§ **DIRECTIONS FOR THIS TASK**: Convert everything from the line containing "Would you mind pointing to the brick" down to the end of the lines below into a two-column CSV with the headers text and answer. Give one row for each line of text, put its answer beside it, quote every field, replace line breaks with spaces, and leave out the pictures.

§ **DATA SHOWN**:
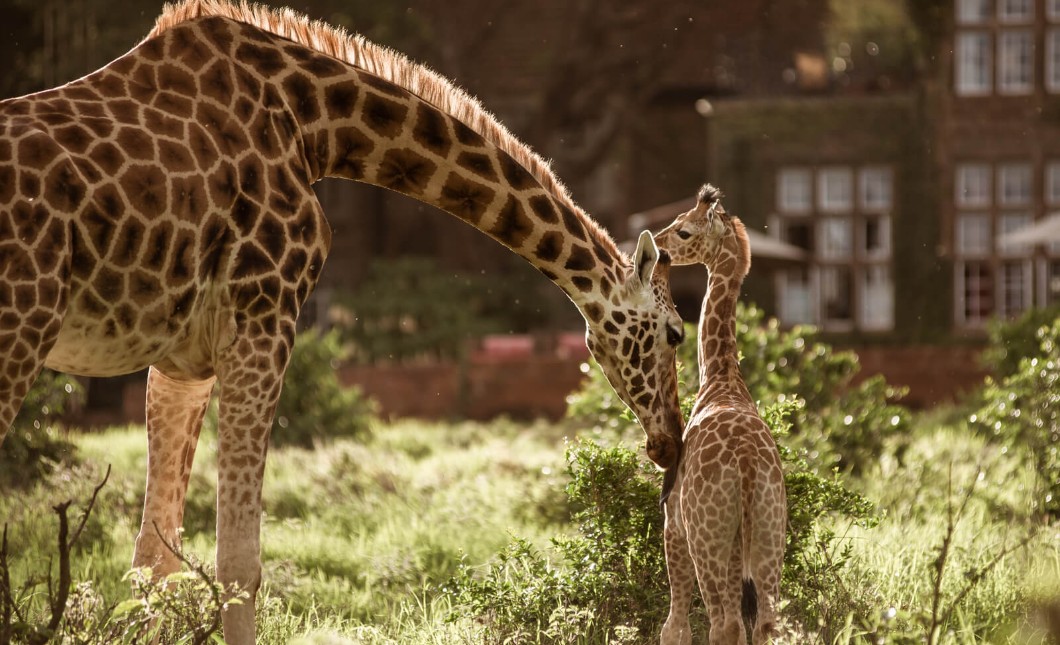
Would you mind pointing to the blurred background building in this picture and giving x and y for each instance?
(882, 149)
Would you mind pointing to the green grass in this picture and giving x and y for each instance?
(360, 535)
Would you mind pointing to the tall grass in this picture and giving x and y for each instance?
(361, 536)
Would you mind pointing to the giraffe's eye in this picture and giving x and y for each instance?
(674, 335)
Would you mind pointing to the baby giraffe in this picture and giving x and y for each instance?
(726, 516)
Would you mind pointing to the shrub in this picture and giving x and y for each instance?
(610, 578)
(1023, 410)
(1012, 341)
(844, 425)
(33, 443)
(314, 405)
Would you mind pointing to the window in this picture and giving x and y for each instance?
(1053, 182)
(795, 297)
(1013, 184)
(1016, 11)
(1053, 59)
(1009, 223)
(973, 63)
(875, 189)
(836, 295)
(1014, 289)
(973, 186)
(835, 189)
(877, 298)
(973, 12)
(876, 237)
(836, 239)
(975, 291)
(1016, 62)
(1053, 282)
(973, 234)
(793, 190)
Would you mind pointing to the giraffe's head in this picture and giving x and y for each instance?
(707, 234)
(634, 336)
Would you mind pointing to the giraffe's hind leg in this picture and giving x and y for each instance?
(682, 574)
(713, 545)
(175, 411)
(250, 375)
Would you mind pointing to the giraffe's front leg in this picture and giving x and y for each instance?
(175, 411)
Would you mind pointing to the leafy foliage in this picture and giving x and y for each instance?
(1010, 342)
(844, 424)
(33, 443)
(1023, 410)
(314, 405)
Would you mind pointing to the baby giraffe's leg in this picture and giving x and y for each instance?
(175, 411)
(682, 574)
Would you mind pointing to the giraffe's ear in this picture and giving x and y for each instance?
(645, 258)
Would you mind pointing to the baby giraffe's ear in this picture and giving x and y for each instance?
(645, 258)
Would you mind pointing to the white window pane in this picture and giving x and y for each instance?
(1013, 184)
(876, 237)
(793, 190)
(1016, 11)
(1053, 283)
(877, 298)
(876, 188)
(794, 297)
(973, 233)
(973, 12)
(975, 292)
(836, 294)
(835, 238)
(1053, 10)
(835, 189)
(1009, 223)
(1016, 62)
(1014, 289)
(973, 63)
(1053, 59)
(973, 186)
(1053, 182)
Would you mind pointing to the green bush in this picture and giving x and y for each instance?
(314, 405)
(1023, 410)
(608, 579)
(34, 442)
(1012, 341)
(843, 424)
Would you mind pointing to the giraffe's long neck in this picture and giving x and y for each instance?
(374, 132)
(718, 352)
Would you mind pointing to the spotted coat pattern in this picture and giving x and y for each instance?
(159, 212)
(726, 517)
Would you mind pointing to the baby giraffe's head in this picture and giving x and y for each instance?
(707, 234)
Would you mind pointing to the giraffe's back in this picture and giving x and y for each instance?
(166, 211)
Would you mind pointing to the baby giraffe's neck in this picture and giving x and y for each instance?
(719, 356)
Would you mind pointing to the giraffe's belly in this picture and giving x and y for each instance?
(180, 331)
(86, 349)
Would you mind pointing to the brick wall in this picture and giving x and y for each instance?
(933, 373)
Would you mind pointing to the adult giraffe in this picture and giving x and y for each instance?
(159, 212)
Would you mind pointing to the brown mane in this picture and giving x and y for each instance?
(391, 66)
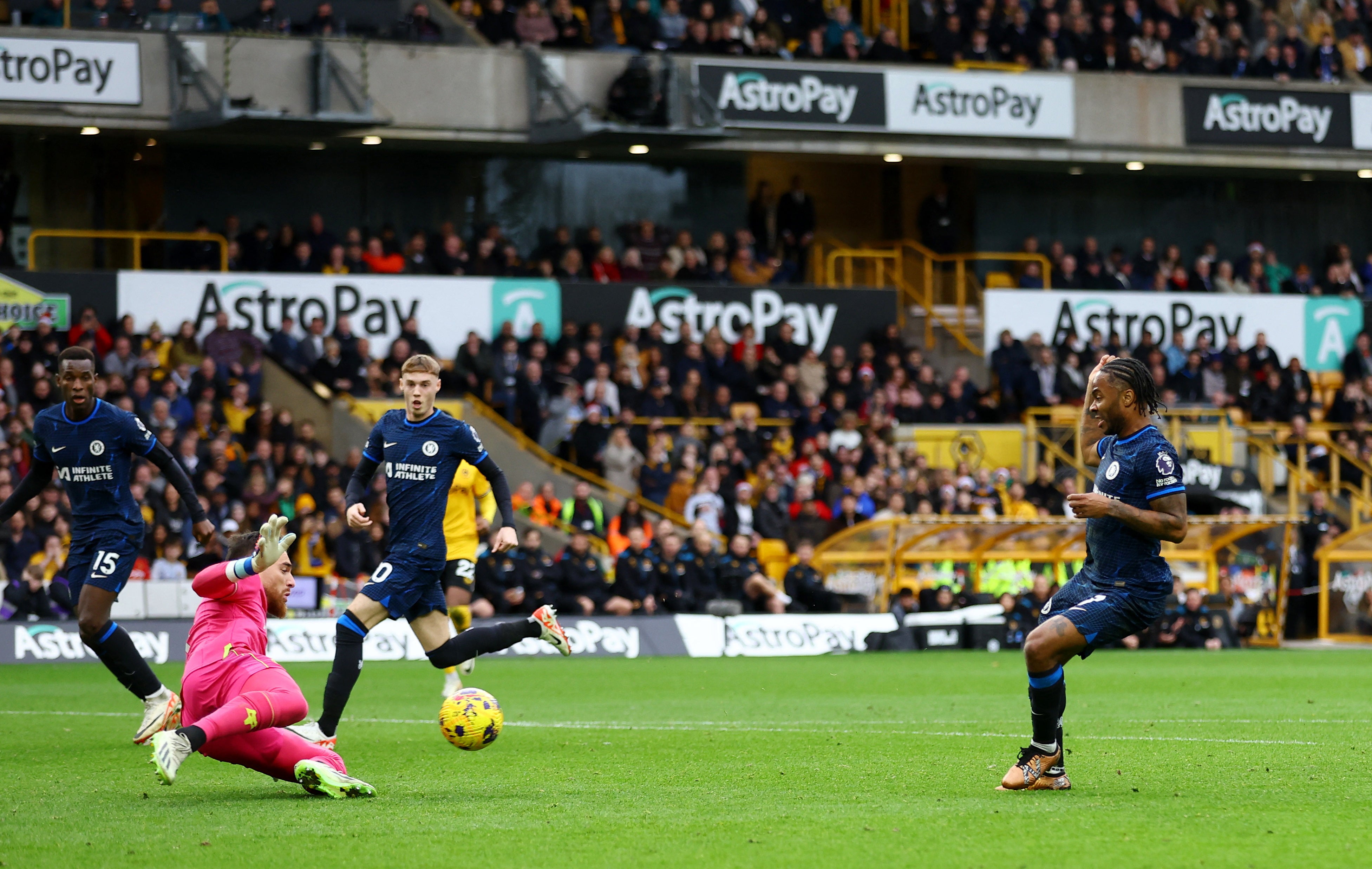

§ **OUTPUT**:
text,answer
"Would you mind pointing to the brick wall in this picture and giving x and y for each instance?","(933, 373)"
"Would you mind pointing to the adult giraffe in this picture and giving x and y for each instance?","(159, 212)"
"Would you mind pointing to the brown mane in this picture and giving x and y for each instance?","(391, 66)"